Selected text >>

** Begin **

NAWQA distributed and communicated water-quality data through its data warehouse,3 which makes program data widely available online with sufficient nodes to approximate national coverage and, in some cases, with sufficient regional coverage to assess changes in water quality over time in major watersheds. NAWQA produced approximately 1,900 publications as of January 2012, a publication every 4.2 days on average, a value which, while not an indicator of quality, provides a sense of the quantity of work produced over the history of the program. NAWQA regularly cooperated and coordinated efforts with other programs in the USGS, agencies within the Department of the Interior, and other federal, state, and local agencies. Decision-making, regulatory, and advisory bodies from the federal government (for example, the U.S. Environmental Protection Agency [EPA]), local councils, and state legislatures in more than 30 states used NAWQA’s science to the benefit of public health and water resource management. NAWQA studies enabled improvements in areas such as source water protection, quality assurance, quality control, sampling design, sampling methods, analytical protocols, and interpretation frameworks for the water resources issues that states and local governments confront.

** End **

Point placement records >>

** Begin **

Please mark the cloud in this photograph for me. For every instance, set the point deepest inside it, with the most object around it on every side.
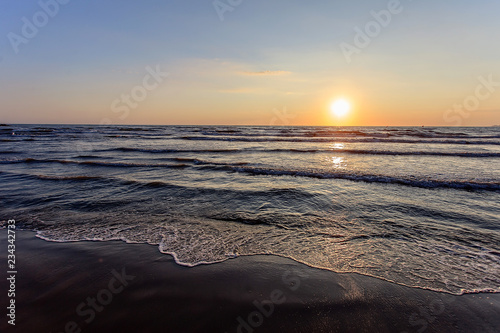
(267, 73)
(236, 91)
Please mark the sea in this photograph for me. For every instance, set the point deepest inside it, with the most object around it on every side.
(417, 206)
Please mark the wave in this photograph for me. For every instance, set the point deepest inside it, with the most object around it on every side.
(167, 151)
(243, 167)
(337, 140)
(368, 178)
(94, 163)
(298, 150)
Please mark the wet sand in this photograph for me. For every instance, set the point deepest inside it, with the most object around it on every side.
(119, 287)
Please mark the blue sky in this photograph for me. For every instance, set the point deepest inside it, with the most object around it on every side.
(264, 55)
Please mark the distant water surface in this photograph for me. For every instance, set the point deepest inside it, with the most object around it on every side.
(416, 206)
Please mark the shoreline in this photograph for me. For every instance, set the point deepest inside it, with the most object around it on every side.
(92, 286)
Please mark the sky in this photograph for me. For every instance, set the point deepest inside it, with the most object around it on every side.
(242, 62)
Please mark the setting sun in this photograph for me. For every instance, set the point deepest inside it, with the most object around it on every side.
(340, 107)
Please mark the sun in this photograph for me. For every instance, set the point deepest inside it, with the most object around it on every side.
(340, 107)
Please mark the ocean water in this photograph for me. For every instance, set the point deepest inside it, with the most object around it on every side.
(416, 206)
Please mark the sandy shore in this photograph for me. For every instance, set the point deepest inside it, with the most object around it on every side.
(119, 287)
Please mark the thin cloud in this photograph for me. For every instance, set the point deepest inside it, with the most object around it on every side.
(267, 73)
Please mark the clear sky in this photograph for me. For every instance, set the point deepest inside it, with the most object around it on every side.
(261, 62)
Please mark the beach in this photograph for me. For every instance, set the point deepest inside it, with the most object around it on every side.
(150, 293)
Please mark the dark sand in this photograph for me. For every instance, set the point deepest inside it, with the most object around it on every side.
(56, 279)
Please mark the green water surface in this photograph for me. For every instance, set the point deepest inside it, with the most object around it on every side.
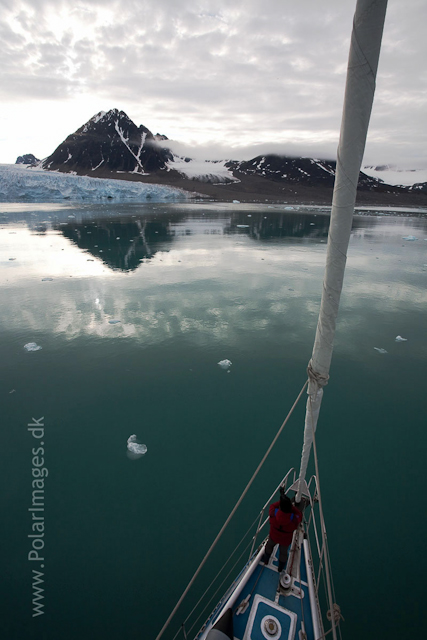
(192, 285)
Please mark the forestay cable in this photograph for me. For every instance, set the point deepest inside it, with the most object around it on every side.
(236, 506)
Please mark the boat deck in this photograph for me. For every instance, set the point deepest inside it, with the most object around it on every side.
(269, 601)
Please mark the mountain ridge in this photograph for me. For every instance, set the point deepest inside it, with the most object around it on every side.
(110, 145)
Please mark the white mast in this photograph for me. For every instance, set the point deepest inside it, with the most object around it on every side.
(364, 53)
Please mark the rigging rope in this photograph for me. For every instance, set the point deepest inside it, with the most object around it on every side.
(236, 506)
(327, 573)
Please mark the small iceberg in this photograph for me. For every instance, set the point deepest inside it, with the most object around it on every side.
(134, 448)
(32, 346)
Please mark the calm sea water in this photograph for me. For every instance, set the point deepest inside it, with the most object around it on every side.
(192, 285)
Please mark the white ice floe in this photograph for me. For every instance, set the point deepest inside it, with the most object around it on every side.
(19, 183)
(32, 346)
(135, 449)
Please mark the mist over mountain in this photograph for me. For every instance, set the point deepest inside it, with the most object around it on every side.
(111, 145)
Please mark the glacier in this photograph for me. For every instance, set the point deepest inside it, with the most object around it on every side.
(19, 183)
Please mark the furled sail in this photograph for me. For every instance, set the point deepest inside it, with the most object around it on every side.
(359, 95)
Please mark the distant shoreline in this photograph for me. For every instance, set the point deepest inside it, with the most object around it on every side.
(258, 190)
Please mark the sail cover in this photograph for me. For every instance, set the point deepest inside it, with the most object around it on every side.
(359, 95)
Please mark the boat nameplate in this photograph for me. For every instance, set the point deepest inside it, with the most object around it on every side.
(269, 621)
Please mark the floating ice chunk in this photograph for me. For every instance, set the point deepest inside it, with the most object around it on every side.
(32, 346)
(135, 449)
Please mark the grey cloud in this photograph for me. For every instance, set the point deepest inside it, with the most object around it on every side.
(243, 69)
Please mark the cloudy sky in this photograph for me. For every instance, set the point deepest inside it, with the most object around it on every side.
(226, 79)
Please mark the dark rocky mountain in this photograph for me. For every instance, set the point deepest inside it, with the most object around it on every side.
(419, 186)
(112, 142)
(301, 171)
(27, 158)
(110, 145)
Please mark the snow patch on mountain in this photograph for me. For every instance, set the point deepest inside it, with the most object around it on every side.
(203, 170)
(20, 184)
(395, 176)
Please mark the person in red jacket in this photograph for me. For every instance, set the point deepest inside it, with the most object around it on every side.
(284, 519)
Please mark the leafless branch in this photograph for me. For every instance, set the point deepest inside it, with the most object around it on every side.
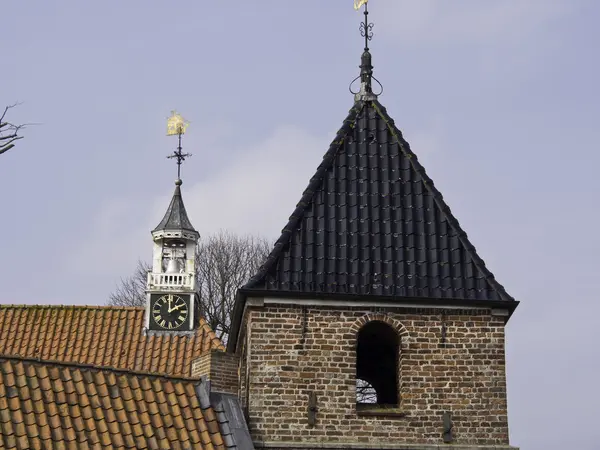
(8, 131)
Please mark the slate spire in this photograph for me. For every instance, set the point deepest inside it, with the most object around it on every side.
(176, 218)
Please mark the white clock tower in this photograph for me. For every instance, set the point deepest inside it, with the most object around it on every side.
(171, 287)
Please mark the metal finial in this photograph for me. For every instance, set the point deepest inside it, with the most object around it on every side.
(176, 126)
(366, 67)
(366, 28)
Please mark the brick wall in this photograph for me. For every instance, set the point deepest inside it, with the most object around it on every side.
(288, 352)
(220, 368)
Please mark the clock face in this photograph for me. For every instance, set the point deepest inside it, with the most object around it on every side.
(170, 311)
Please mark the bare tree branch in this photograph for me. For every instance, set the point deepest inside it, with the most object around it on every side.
(131, 291)
(8, 131)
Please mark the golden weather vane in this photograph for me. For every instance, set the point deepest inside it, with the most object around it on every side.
(176, 126)
(359, 3)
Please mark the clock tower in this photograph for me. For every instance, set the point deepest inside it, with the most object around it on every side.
(172, 295)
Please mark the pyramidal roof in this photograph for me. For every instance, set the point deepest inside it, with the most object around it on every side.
(176, 217)
(372, 223)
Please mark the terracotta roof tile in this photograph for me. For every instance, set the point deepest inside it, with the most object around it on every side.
(100, 336)
(95, 407)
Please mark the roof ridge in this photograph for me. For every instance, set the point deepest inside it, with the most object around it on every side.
(93, 367)
(307, 195)
(103, 307)
(439, 199)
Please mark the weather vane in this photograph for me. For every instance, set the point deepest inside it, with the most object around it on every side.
(176, 126)
(366, 67)
(366, 28)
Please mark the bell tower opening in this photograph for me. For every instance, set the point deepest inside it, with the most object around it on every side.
(377, 358)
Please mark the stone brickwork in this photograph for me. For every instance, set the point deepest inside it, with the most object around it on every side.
(220, 368)
(289, 351)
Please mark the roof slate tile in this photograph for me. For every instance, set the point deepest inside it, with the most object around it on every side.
(372, 223)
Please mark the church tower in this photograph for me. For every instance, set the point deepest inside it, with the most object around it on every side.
(171, 287)
(374, 322)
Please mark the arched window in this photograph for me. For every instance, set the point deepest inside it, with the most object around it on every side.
(377, 354)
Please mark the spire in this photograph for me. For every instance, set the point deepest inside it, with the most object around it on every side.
(176, 217)
(366, 65)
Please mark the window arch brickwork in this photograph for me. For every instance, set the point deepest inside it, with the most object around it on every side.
(395, 324)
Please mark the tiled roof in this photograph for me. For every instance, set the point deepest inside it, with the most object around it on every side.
(372, 223)
(55, 405)
(102, 336)
(176, 217)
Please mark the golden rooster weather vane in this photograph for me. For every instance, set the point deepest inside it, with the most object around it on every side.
(176, 126)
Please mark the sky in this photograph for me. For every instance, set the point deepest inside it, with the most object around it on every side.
(499, 100)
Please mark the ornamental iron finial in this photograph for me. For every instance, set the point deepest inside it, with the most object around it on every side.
(366, 66)
(176, 126)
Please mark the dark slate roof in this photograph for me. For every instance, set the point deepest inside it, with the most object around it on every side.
(176, 216)
(372, 223)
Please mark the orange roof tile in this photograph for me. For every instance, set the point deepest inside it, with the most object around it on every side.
(95, 407)
(101, 336)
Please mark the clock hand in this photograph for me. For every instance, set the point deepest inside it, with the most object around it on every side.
(175, 308)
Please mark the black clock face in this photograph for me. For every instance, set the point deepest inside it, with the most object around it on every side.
(170, 311)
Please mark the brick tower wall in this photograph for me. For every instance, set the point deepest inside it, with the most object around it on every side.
(290, 351)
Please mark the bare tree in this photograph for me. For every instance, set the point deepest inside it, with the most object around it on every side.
(224, 262)
(9, 132)
(131, 291)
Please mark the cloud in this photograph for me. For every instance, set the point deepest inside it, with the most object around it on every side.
(251, 190)
(435, 22)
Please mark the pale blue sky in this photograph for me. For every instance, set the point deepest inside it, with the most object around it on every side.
(498, 98)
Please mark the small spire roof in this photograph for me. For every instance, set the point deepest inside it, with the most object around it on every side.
(176, 217)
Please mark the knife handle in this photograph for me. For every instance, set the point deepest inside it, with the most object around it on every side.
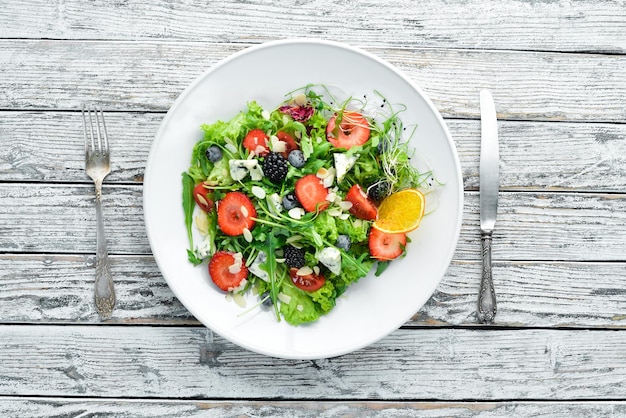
(487, 297)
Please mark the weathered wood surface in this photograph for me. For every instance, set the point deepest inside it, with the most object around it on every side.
(556, 69)
(443, 364)
(31, 212)
(47, 289)
(149, 75)
(585, 26)
(58, 407)
(48, 147)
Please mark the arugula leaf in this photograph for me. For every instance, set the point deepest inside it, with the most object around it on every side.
(188, 205)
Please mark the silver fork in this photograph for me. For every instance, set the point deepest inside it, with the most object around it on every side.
(98, 166)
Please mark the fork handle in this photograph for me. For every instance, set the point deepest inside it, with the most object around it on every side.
(487, 307)
(104, 294)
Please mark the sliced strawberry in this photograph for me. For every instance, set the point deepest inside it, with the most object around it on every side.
(201, 196)
(353, 130)
(234, 213)
(307, 282)
(362, 206)
(287, 139)
(311, 193)
(256, 141)
(227, 270)
(385, 246)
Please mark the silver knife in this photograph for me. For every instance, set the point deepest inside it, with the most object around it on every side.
(489, 180)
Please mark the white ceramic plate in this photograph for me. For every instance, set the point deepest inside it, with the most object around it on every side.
(371, 308)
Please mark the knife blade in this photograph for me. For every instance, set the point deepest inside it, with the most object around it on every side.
(489, 185)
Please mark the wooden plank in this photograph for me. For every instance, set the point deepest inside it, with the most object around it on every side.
(476, 23)
(531, 226)
(59, 288)
(150, 75)
(50, 288)
(58, 218)
(532, 294)
(48, 146)
(443, 364)
(55, 407)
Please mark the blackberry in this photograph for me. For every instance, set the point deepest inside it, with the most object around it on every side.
(384, 145)
(294, 257)
(343, 242)
(379, 190)
(296, 158)
(214, 153)
(275, 167)
(267, 300)
(290, 201)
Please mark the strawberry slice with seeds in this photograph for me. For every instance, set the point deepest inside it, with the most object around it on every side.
(385, 246)
(227, 270)
(289, 141)
(256, 141)
(234, 213)
(311, 193)
(353, 130)
(362, 206)
(201, 196)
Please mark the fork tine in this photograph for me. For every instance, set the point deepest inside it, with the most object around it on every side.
(85, 129)
(104, 131)
(95, 114)
(93, 144)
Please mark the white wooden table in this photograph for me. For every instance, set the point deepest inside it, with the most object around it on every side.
(557, 70)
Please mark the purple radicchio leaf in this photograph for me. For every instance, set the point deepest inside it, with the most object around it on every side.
(298, 113)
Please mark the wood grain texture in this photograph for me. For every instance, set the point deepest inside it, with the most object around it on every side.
(48, 147)
(558, 26)
(59, 407)
(48, 289)
(443, 364)
(150, 75)
(531, 226)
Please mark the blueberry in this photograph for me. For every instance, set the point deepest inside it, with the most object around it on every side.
(214, 153)
(379, 190)
(267, 300)
(343, 242)
(290, 201)
(294, 257)
(384, 145)
(296, 158)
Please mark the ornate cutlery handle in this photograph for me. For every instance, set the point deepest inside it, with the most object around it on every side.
(104, 294)
(487, 297)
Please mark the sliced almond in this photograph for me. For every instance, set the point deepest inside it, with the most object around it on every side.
(322, 173)
(300, 99)
(258, 192)
(345, 205)
(247, 235)
(202, 223)
(296, 213)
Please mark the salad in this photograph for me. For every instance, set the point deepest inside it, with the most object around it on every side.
(296, 203)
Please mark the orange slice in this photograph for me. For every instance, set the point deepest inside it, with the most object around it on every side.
(401, 211)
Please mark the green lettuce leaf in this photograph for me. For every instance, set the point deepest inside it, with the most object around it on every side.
(301, 309)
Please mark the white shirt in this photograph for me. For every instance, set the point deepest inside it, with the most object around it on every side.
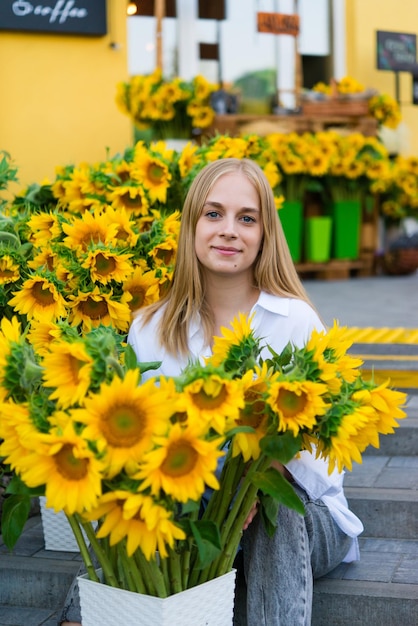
(277, 321)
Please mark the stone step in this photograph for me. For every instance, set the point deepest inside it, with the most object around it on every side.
(32, 577)
(379, 590)
(27, 616)
(404, 441)
(383, 492)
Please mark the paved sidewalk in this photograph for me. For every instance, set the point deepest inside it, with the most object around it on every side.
(378, 301)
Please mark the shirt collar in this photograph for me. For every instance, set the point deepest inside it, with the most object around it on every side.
(274, 304)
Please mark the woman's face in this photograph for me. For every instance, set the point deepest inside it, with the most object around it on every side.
(229, 231)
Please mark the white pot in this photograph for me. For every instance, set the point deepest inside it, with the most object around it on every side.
(58, 534)
(209, 604)
(177, 144)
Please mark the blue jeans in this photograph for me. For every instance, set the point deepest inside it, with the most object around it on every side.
(275, 587)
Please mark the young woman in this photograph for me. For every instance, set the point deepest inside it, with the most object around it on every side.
(233, 258)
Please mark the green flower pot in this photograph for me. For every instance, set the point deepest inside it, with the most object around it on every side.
(346, 217)
(318, 239)
(291, 218)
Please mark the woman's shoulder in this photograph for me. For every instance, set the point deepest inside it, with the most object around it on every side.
(144, 326)
(285, 304)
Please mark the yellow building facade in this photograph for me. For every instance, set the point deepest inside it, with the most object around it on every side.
(58, 97)
(58, 91)
(363, 19)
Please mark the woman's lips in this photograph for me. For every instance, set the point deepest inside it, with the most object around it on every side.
(226, 251)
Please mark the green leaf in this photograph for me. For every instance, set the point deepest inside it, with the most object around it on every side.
(14, 517)
(269, 510)
(281, 447)
(208, 541)
(272, 483)
(131, 361)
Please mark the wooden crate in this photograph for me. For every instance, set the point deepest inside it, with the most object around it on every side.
(336, 107)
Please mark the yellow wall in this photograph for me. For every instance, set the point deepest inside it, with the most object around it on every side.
(58, 97)
(364, 18)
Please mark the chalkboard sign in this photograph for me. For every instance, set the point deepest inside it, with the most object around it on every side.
(396, 51)
(79, 17)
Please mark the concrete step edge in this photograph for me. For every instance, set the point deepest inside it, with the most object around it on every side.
(386, 494)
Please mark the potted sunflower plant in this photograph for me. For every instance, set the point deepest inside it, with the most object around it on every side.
(168, 108)
(137, 459)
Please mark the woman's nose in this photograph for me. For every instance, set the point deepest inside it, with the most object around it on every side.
(229, 230)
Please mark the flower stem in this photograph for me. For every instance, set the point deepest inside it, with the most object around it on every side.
(84, 551)
(175, 572)
(152, 573)
(101, 555)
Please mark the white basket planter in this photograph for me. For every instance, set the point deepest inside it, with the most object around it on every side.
(209, 604)
(58, 534)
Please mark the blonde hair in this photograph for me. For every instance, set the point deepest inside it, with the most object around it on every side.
(274, 270)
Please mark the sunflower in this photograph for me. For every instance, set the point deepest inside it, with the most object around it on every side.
(330, 354)
(143, 287)
(212, 399)
(93, 308)
(16, 435)
(188, 159)
(234, 342)
(68, 469)
(131, 198)
(68, 368)
(145, 524)
(164, 253)
(387, 404)
(106, 266)
(39, 299)
(351, 438)
(123, 418)
(254, 414)
(9, 270)
(202, 115)
(45, 228)
(46, 258)
(181, 465)
(153, 173)
(297, 404)
(90, 229)
(126, 235)
(272, 174)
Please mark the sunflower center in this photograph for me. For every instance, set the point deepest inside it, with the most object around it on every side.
(205, 401)
(252, 414)
(5, 274)
(155, 173)
(45, 297)
(180, 460)
(129, 202)
(164, 255)
(75, 366)
(138, 298)
(105, 265)
(69, 466)
(93, 309)
(290, 403)
(123, 426)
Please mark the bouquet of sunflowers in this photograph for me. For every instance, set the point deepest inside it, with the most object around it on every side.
(134, 464)
(171, 108)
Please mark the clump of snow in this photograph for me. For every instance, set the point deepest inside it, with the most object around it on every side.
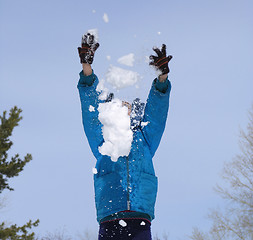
(116, 129)
(105, 18)
(91, 108)
(94, 170)
(127, 60)
(121, 78)
(122, 223)
(95, 33)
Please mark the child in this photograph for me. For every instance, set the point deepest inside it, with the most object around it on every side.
(125, 190)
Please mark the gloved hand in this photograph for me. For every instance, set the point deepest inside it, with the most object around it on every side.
(160, 62)
(89, 46)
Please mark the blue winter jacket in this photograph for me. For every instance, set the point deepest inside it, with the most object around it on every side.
(130, 183)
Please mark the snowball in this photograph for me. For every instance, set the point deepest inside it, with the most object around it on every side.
(121, 78)
(95, 33)
(91, 108)
(127, 60)
(105, 18)
(116, 129)
(94, 170)
(122, 223)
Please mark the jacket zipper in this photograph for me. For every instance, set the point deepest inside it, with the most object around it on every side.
(128, 186)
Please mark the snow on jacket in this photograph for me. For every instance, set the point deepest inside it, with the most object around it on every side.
(130, 183)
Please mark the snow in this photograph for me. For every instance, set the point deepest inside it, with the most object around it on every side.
(143, 124)
(105, 18)
(121, 78)
(116, 129)
(95, 33)
(127, 60)
(91, 108)
(94, 170)
(122, 223)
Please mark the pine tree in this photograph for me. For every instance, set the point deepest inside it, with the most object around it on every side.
(9, 169)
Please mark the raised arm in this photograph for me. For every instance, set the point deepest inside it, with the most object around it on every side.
(156, 109)
(88, 95)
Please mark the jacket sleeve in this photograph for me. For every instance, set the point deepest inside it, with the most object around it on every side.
(155, 114)
(89, 104)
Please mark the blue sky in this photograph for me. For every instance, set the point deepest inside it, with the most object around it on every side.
(211, 75)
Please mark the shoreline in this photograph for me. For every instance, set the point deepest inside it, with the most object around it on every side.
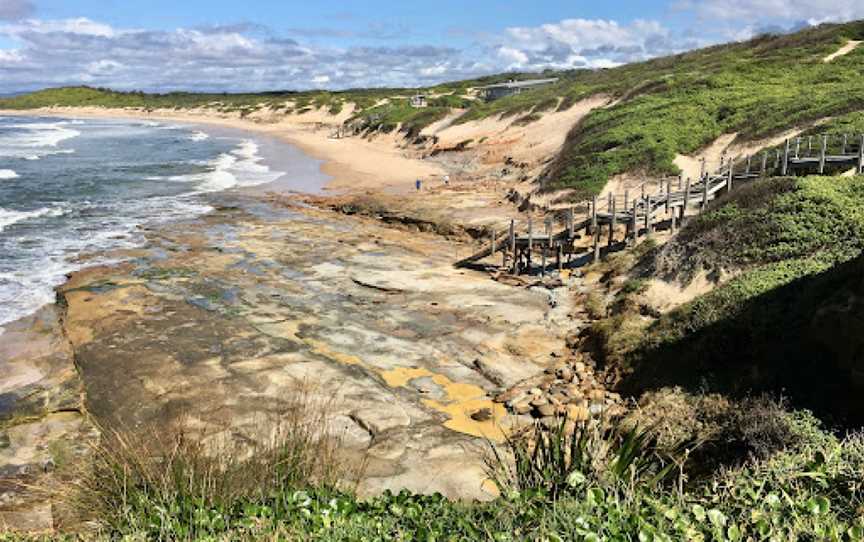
(353, 164)
(293, 180)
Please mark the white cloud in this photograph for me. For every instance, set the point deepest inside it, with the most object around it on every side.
(813, 11)
(80, 27)
(512, 56)
(232, 58)
(12, 10)
(591, 43)
(10, 56)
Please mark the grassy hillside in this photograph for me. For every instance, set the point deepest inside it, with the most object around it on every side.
(790, 319)
(665, 106)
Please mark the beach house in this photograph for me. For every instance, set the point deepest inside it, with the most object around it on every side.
(500, 90)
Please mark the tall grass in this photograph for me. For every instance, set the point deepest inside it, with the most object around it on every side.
(175, 484)
(567, 458)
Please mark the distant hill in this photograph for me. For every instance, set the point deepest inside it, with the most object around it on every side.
(662, 107)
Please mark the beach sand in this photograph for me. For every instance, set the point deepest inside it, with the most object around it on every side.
(354, 164)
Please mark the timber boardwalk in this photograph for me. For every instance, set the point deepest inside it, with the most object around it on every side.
(669, 203)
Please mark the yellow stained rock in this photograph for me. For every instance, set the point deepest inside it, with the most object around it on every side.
(462, 400)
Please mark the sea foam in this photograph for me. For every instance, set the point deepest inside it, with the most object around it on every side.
(9, 217)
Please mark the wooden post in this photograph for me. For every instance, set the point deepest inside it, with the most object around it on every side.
(673, 219)
(686, 198)
(609, 201)
(731, 177)
(649, 218)
(823, 154)
(548, 242)
(560, 259)
(513, 244)
(613, 222)
(668, 192)
(861, 157)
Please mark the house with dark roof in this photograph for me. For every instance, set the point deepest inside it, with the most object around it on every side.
(500, 90)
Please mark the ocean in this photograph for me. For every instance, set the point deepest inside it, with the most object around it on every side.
(70, 188)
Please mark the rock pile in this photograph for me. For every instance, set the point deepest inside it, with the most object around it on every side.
(566, 390)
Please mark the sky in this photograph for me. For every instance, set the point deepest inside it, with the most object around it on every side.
(257, 45)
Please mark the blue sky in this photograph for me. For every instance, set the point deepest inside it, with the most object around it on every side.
(268, 44)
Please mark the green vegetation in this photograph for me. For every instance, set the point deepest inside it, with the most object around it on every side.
(789, 252)
(662, 107)
(597, 484)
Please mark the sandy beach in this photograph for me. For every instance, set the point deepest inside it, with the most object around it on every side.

** End **

Exercise tasks >>
• a. According to the passage on NAWQA, approximately how many publications had the program produced as of January 2012?
• b. Decide whether each statement agrees with the passage on NAWQA, answering yes or no and quoting the words that settle it: (i) The number of NAWQA publications is offered as a measure of their quality. (ii) State legislatures in more than 30 states used NAWQA's science. (iii) NAWQA coordinated only with other programs inside the USGS.

Expected answers >>
• a. Approximately 1,900 publications.

• b.
(i) No: "a value which, while not an indicator of quality, provides a sense of the quantity of work produced over the history of the program."
(ii) Yes: "local councils, and state legislatures in more than 30 states used NAWQA’s science"
(iii) No: "NAWQA regularly cooperated and coordinated efforts with other programs in the USGS, agencies within the Department of the Interior, and other federal, state, and local agencies."